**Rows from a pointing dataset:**
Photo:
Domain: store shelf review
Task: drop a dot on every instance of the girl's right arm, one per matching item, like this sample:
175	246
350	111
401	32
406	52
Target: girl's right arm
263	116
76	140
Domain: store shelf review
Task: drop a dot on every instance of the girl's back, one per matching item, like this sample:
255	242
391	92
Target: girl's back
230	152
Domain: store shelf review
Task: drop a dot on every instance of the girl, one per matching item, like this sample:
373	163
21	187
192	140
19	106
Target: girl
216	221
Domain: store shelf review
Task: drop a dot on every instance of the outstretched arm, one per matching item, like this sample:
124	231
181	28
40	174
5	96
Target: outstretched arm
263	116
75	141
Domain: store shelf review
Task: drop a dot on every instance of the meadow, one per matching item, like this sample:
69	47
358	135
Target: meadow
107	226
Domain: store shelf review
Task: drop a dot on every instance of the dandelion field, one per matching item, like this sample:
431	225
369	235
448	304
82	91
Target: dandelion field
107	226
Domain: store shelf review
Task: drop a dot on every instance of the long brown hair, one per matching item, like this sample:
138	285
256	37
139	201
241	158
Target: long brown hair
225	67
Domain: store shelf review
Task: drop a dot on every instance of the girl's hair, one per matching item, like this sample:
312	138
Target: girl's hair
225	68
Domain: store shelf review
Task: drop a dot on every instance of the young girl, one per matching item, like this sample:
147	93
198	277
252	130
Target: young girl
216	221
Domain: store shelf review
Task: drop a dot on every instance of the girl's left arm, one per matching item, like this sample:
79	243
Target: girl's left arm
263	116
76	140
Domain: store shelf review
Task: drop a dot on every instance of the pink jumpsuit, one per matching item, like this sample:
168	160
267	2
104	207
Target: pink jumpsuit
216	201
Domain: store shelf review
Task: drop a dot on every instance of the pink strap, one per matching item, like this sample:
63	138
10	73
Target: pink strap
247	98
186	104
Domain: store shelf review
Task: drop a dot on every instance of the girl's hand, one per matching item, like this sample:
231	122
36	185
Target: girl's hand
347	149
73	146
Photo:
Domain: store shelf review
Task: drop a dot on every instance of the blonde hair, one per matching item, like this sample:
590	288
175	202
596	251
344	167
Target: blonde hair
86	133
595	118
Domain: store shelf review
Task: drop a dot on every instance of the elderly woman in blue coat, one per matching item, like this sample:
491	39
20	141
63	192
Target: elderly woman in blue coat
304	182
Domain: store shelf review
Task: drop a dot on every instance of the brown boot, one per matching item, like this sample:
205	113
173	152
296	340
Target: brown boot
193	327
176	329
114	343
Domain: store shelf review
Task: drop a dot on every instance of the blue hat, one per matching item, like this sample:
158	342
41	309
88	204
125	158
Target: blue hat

**Goal:** Each record above should be repeated exactly as it appears.

**Solved problem:**
Photo:
Domain: store shelf review
Task: drop a dot on every instance of the girl's right arm, one per matching item, like this sample:
175	246
350	111
401	32
406	52
Target: girl's right arm
263	116
76	140
Domain: store shelf review
Task: drop a dot on every instance of the girl's back, one per matching item, like this sample:
255	242
391	92
Target: girl's back
230	152
Domain: store shelf review
Task: drop a dot on every instance of the girl, one per matching item, like this sample:
373	163
21	187
192	140
19	106
Target: girl
216	221
Domain: store shelf review
Task: drop a dot on every instance of the outstretched arm, one per matching item, like this sample:
124	231
181	28
40	174
5	96
Target: outstretched arm
263	116
75	141
Domain: store shelf review
Task: drop a dot on every instance of the meadow, one per matching item, like this sample:
69	47
358	135
Target: meadow
107	226
Domain: store shelf review
Task: drop a dot on every instance of the dandelion field, one per matching item, like this sample:
431	225
369	235
448	304
82	91
Target: dandelion field
107	226
Domain: store shelf review
Task: drop a dot on every instance of the long brown hair, one per matching item, like this sample:
138	285
256	37
139	201
241	158
Target: long brown hair
225	67
Domain: store shelf review
Task: drop a dot on every instance of the girl's hair, one per matching item, like this sample:
312	138
Target: girl's hair
225	68
Domain: store shelf review
Task: drop a dot on every instance of the young girl, one per matching item, like this sample:
147	93
198	277
252	130
Target: young girl
216	221
Domain: store shelf review
Task: drop a dot on every instance of the girl's left arm, one per matching item, like this sample:
79	243
Target: girl's left arm
263	116
76	140
Domain: store shelf review
Task: drop a dot on every instance of the pink jumpsuit, one per matching item, like this sample:
168	160
267	2
104	207
Target: pink jumpsuit
216	201
Domain: store shelf review
Task: drop a dot on every instance of the pink strap, one per matching item, like this sample:
63	138
10	73
Target: pink strap
247	98
186	104
Domain: store shelf review
Task: drop a dot on every instance of the girl's hand, one per matching item, like this sample:
231	122
36	185
Target: girl's hand
347	149
73	146
Photo:
Domain: store shelf review
Task: drop a dot on every instance of the blonde hair, one per matching item, like this sample:
590	288
175	202
596	251
344	167
Target: blonde hair
86	133
595	118
Domain: store shelf review
Task: drop a dot on every instance of the elderly woman in blue coat, one per matching item, like this sample:
491	39
20	141
63	192
Target: elderly woman in blue coat
304	182
Domain: store shelf review
Task: drop a dot on every instance of the brown boot, one per matching item, like this sample:
205	113
173	152
296	340
Target: brown boot
193	327
176	329
114	343
Domain: store shelf review
Task: drop a dot on every instance of the blue hat, one per matching item, like this sample:
158	342
41	309
88	204
125	158
Target: blue hat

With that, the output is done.